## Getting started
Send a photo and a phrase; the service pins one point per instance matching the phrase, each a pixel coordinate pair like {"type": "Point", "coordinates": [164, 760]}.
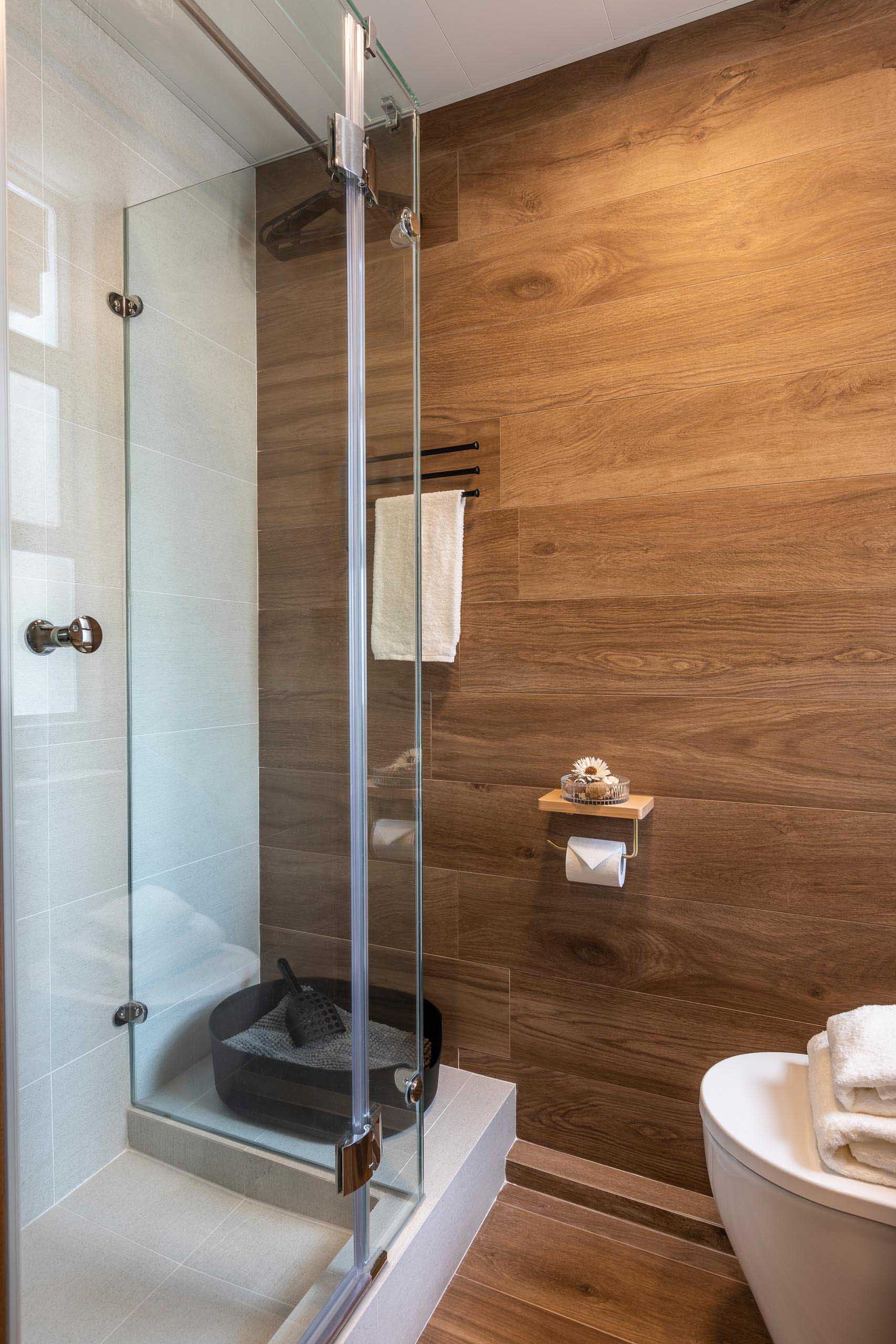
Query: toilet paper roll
{"type": "Point", "coordinates": [602, 863]}
{"type": "Point", "coordinates": [393, 839]}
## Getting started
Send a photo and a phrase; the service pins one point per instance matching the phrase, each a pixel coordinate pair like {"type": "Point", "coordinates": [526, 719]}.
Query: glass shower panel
{"type": "Point", "coordinates": [238, 663]}
{"type": "Point", "coordinates": [394, 729]}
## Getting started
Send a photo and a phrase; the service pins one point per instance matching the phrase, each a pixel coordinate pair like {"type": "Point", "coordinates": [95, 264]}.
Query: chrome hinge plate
{"type": "Point", "coordinates": [392, 112]}
{"type": "Point", "coordinates": [351, 155]}
{"type": "Point", "coordinates": [125, 306]}
{"type": "Point", "coordinates": [358, 1156]}
{"type": "Point", "coordinates": [132, 1011]}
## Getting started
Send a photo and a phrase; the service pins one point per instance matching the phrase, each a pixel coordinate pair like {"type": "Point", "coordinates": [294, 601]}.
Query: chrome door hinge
{"type": "Point", "coordinates": [132, 1011]}
{"type": "Point", "coordinates": [352, 156]}
{"type": "Point", "coordinates": [359, 1156]}
{"type": "Point", "coordinates": [392, 112]}
{"type": "Point", "coordinates": [125, 306]}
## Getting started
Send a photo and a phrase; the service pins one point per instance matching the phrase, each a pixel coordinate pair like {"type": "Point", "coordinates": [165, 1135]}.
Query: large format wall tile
{"type": "Point", "coordinates": [85, 505]}
{"type": "Point", "coordinates": [90, 176]}
{"type": "Point", "coordinates": [35, 1150]}
{"type": "Point", "coordinates": [190, 397]}
{"type": "Point", "coordinates": [190, 265]}
{"type": "Point", "coordinates": [194, 662]}
{"type": "Point", "coordinates": [25, 158]}
{"type": "Point", "coordinates": [88, 695]}
{"type": "Point", "coordinates": [83, 353]}
{"type": "Point", "coordinates": [87, 65]}
{"type": "Point", "coordinates": [195, 795]}
{"type": "Point", "coordinates": [33, 996]}
{"type": "Point", "coordinates": [89, 972]}
{"type": "Point", "coordinates": [31, 830]}
{"type": "Point", "coordinates": [88, 850]}
{"type": "Point", "coordinates": [90, 1100]}
{"type": "Point", "coordinates": [194, 925]}
{"type": "Point", "coordinates": [191, 530]}
{"type": "Point", "coordinates": [90, 132]}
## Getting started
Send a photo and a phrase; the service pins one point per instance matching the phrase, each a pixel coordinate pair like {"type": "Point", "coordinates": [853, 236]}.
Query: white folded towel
{"type": "Point", "coordinates": [863, 1058]}
{"type": "Point", "coordinates": [851, 1144]}
{"type": "Point", "coordinates": [393, 628]}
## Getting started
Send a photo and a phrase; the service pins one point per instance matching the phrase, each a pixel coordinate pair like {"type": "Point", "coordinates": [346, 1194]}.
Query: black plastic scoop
{"type": "Point", "coordinates": [309, 1014]}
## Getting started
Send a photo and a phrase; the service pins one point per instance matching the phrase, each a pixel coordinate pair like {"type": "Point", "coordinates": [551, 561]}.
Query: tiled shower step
{"type": "Point", "coordinates": [625, 1195]}
{"type": "Point", "coordinates": [296, 1187]}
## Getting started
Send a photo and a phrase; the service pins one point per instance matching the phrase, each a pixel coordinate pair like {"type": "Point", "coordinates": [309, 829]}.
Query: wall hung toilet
{"type": "Point", "coordinates": [818, 1251]}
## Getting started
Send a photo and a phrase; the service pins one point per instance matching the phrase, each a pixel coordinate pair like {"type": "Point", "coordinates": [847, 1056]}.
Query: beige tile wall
{"type": "Point", "coordinates": [90, 132]}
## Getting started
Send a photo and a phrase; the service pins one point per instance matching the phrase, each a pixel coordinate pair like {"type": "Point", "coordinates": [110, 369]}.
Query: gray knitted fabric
{"type": "Point", "coordinates": [388, 1046]}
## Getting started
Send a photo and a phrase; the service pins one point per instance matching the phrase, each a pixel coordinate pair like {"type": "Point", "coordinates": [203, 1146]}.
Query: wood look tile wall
{"type": "Point", "coordinates": [660, 286]}
{"type": "Point", "coordinates": [304, 622]}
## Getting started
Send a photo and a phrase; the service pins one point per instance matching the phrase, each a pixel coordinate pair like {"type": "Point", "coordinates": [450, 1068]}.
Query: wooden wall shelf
{"type": "Point", "coordinates": [636, 810]}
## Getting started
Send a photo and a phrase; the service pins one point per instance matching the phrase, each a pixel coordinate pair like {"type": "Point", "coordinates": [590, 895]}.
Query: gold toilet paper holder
{"type": "Point", "coordinates": [636, 808]}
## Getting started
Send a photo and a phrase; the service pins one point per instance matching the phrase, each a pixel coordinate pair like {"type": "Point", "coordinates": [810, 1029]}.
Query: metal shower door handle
{"type": "Point", "coordinates": [83, 635]}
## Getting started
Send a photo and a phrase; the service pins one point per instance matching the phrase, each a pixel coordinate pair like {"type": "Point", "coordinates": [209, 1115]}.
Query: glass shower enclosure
{"type": "Point", "coordinates": [279, 1035]}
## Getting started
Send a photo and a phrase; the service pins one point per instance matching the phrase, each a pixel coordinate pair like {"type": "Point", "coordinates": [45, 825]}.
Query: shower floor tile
{"type": "Point", "coordinates": [109, 1263]}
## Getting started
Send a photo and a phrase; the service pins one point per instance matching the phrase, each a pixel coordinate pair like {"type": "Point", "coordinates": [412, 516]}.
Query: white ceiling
{"type": "Point", "coordinates": [446, 50]}
{"type": "Point", "coordinates": [455, 49]}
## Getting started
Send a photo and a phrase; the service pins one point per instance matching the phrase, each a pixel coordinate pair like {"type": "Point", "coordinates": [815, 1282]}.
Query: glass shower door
{"type": "Point", "coordinates": [268, 747]}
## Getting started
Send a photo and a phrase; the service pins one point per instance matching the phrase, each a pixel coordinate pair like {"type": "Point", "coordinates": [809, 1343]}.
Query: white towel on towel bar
{"type": "Point", "coordinates": [849, 1143]}
{"type": "Point", "coordinates": [863, 1058]}
{"type": "Point", "coordinates": [393, 628]}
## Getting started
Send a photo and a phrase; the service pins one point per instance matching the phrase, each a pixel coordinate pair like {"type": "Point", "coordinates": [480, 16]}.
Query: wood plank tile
{"type": "Point", "coordinates": [438, 198]}
{"type": "Point", "coordinates": [769, 432]}
{"type": "Point", "coordinates": [618, 1126]}
{"type": "Point", "coordinates": [297, 890]}
{"type": "Point", "coordinates": [625, 1232]}
{"type": "Point", "coordinates": [608, 1285]}
{"type": "Point", "coordinates": [471, 1314]}
{"type": "Point", "coordinates": [301, 487]}
{"type": "Point", "coordinates": [772, 646]}
{"type": "Point", "coordinates": [303, 810]}
{"type": "Point", "coordinates": [765, 215]}
{"type": "Point", "coordinates": [624, 1195]}
{"type": "Point", "coordinates": [636, 1041]}
{"type": "Point", "coordinates": [813, 860]}
{"type": "Point", "coordinates": [729, 749]}
{"type": "Point", "coordinates": [763, 108]}
{"type": "Point", "coordinates": [828, 312]}
{"type": "Point", "coordinates": [818, 536]}
{"type": "Point", "coordinates": [761, 29]}
{"type": "Point", "coordinates": [760, 961]}
{"type": "Point", "coordinates": [303, 649]}
{"type": "Point", "coordinates": [299, 731]}
{"type": "Point", "coordinates": [491, 555]}
{"type": "Point", "coordinates": [301, 566]}
{"type": "Point", "coordinates": [393, 910]}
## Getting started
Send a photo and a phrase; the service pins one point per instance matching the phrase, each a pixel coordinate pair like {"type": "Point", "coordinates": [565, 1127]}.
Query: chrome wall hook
{"type": "Point", "coordinates": [83, 635]}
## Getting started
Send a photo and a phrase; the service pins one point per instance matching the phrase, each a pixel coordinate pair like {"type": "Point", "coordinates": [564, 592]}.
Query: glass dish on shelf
{"type": "Point", "coordinates": [577, 788]}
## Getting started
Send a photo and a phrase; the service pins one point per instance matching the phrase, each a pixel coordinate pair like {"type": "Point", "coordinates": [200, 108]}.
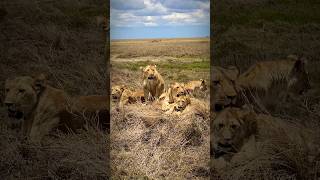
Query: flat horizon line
{"type": "Point", "coordinates": [160, 38]}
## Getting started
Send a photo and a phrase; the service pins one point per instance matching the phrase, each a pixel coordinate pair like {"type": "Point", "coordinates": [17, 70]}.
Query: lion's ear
{"type": "Point", "coordinates": [188, 100]}
{"type": "Point", "coordinates": [299, 65]}
{"type": "Point", "coordinates": [233, 72]}
{"type": "Point", "coordinates": [122, 87]}
{"type": "Point", "coordinates": [39, 83]}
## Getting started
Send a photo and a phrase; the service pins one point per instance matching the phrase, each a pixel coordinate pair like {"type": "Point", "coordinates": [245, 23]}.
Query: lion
{"type": "Point", "coordinates": [130, 97]}
{"type": "Point", "coordinates": [125, 96]}
{"type": "Point", "coordinates": [184, 106]}
{"type": "Point", "coordinates": [42, 108]}
{"type": "Point", "coordinates": [224, 90]}
{"type": "Point", "coordinates": [194, 86]}
{"type": "Point", "coordinates": [233, 130]}
{"type": "Point", "coordinates": [179, 105]}
{"type": "Point", "coordinates": [116, 92]}
{"type": "Point", "coordinates": [175, 91]}
{"type": "Point", "coordinates": [262, 78]}
{"type": "Point", "coordinates": [153, 83]}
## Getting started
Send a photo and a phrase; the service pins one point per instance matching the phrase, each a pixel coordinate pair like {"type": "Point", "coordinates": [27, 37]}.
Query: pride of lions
{"type": "Point", "coordinates": [176, 100]}
{"type": "Point", "coordinates": [237, 120]}
{"type": "Point", "coordinates": [234, 123]}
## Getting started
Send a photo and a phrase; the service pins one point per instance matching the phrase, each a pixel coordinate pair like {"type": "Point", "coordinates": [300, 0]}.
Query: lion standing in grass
{"type": "Point", "coordinates": [153, 83]}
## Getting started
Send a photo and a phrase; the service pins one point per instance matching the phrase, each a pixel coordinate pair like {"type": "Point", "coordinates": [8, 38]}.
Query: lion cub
{"type": "Point", "coordinates": [175, 90]}
{"type": "Point", "coordinates": [126, 96]}
{"type": "Point", "coordinates": [153, 83]}
{"type": "Point", "coordinates": [194, 86]}
{"type": "Point", "coordinates": [179, 105]}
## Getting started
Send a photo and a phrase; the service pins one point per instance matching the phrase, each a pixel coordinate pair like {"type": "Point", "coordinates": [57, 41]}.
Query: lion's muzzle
{"type": "Point", "coordinates": [13, 112]}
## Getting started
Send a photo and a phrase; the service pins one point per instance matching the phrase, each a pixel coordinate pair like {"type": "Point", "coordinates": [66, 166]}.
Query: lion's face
{"type": "Point", "coordinates": [116, 92]}
{"type": "Point", "coordinates": [203, 85]}
{"type": "Point", "coordinates": [150, 72]}
{"type": "Point", "coordinates": [21, 96]}
{"type": "Point", "coordinates": [299, 81]}
{"type": "Point", "coordinates": [231, 128]}
{"type": "Point", "coordinates": [224, 90]}
{"type": "Point", "coordinates": [178, 89]}
{"type": "Point", "coordinates": [181, 103]}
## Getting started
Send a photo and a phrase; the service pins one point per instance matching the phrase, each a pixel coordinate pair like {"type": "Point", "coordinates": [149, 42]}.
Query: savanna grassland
{"type": "Point", "coordinates": [146, 143]}
{"type": "Point", "coordinates": [247, 31]}
{"type": "Point", "coordinates": [62, 40]}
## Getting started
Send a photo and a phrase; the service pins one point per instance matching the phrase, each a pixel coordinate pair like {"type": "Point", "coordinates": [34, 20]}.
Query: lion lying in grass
{"type": "Point", "coordinates": [125, 96]}
{"type": "Point", "coordinates": [41, 108]}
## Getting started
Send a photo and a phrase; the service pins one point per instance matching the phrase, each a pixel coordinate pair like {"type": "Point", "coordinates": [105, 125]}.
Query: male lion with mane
{"type": "Point", "coordinates": [224, 91]}
{"type": "Point", "coordinates": [286, 78]}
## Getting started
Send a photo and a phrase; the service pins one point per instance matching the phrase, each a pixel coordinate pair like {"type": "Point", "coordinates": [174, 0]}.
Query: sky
{"type": "Point", "coordinates": [140, 19]}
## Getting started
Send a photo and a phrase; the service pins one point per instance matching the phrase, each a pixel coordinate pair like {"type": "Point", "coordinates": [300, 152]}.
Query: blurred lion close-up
{"type": "Point", "coordinates": [153, 83]}
{"type": "Point", "coordinates": [116, 92]}
{"type": "Point", "coordinates": [233, 130]}
{"type": "Point", "coordinates": [194, 86]}
{"type": "Point", "coordinates": [223, 87]}
{"type": "Point", "coordinates": [41, 108]}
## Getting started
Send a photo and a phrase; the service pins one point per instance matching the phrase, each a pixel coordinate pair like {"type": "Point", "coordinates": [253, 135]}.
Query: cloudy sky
{"type": "Point", "coordinates": [134, 19]}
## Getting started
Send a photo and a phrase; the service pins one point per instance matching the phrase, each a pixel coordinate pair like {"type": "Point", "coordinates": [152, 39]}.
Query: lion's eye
{"type": "Point", "coordinates": [216, 82]}
{"type": "Point", "coordinates": [234, 126]}
{"type": "Point", "coordinates": [21, 90]}
{"type": "Point", "coordinates": [221, 126]}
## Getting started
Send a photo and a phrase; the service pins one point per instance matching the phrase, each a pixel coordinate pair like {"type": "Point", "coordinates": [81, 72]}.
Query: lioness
{"type": "Point", "coordinates": [224, 90]}
{"type": "Point", "coordinates": [116, 92]}
{"type": "Point", "coordinates": [130, 97]}
{"type": "Point", "coordinates": [153, 83]}
{"type": "Point", "coordinates": [179, 105]}
{"type": "Point", "coordinates": [126, 96]}
{"type": "Point", "coordinates": [233, 130]}
{"type": "Point", "coordinates": [41, 108]}
{"type": "Point", "coordinates": [193, 86]}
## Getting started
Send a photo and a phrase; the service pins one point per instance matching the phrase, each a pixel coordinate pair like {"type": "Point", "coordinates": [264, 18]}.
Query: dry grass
{"type": "Point", "coordinates": [146, 143]}
{"type": "Point", "coordinates": [61, 40]}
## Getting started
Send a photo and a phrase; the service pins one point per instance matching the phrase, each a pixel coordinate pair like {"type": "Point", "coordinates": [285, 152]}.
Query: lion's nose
{"type": "Point", "coordinates": [231, 97]}
{"type": "Point", "coordinates": [8, 104]}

Task details: All lines from the one with "Query: cloudy sky" onward to the end of the records above should be repeated exactly, and only those lines.

Response to this exercise:
Query: cloudy sky
{"type": "Point", "coordinates": [134, 19]}
## Getting started
Send a photo and a phrase; the service pins one point per instance matching the phrase, each a pixel coordinate pair like {"type": "Point", "coordinates": [152, 39]}.
Query: lion's eye
{"type": "Point", "coordinates": [216, 82]}
{"type": "Point", "coordinates": [234, 126]}
{"type": "Point", "coordinates": [21, 90]}
{"type": "Point", "coordinates": [221, 126]}
## Getting started
Send a photo and a phrase; the service pins one point per instance matching the phrase, each a pixel coordinate pair like {"type": "Point", "coordinates": [81, 72]}.
Query: lioness
{"type": "Point", "coordinates": [224, 90]}
{"type": "Point", "coordinates": [116, 92]}
{"type": "Point", "coordinates": [130, 97]}
{"type": "Point", "coordinates": [153, 83]}
{"type": "Point", "coordinates": [179, 105]}
{"type": "Point", "coordinates": [126, 96]}
{"type": "Point", "coordinates": [233, 130]}
{"type": "Point", "coordinates": [41, 108]}
{"type": "Point", "coordinates": [193, 86]}
## Getting started
Send a photo and a phrase; the service pins one point per instance matching the phrase, each a pixel coordinate pair like {"type": "Point", "coordinates": [264, 18]}.
Query: dry grass
{"type": "Point", "coordinates": [146, 143]}
{"type": "Point", "coordinates": [61, 40]}
## Getting started
Send a photo and a phrase; the service pins one point per instance matching the phrase, each a pixel coordinate pair like {"type": "Point", "coordinates": [285, 152]}.
Query: lion's nose
{"type": "Point", "coordinates": [231, 97]}
{"type": "Point", "coordinates": [8, 104]}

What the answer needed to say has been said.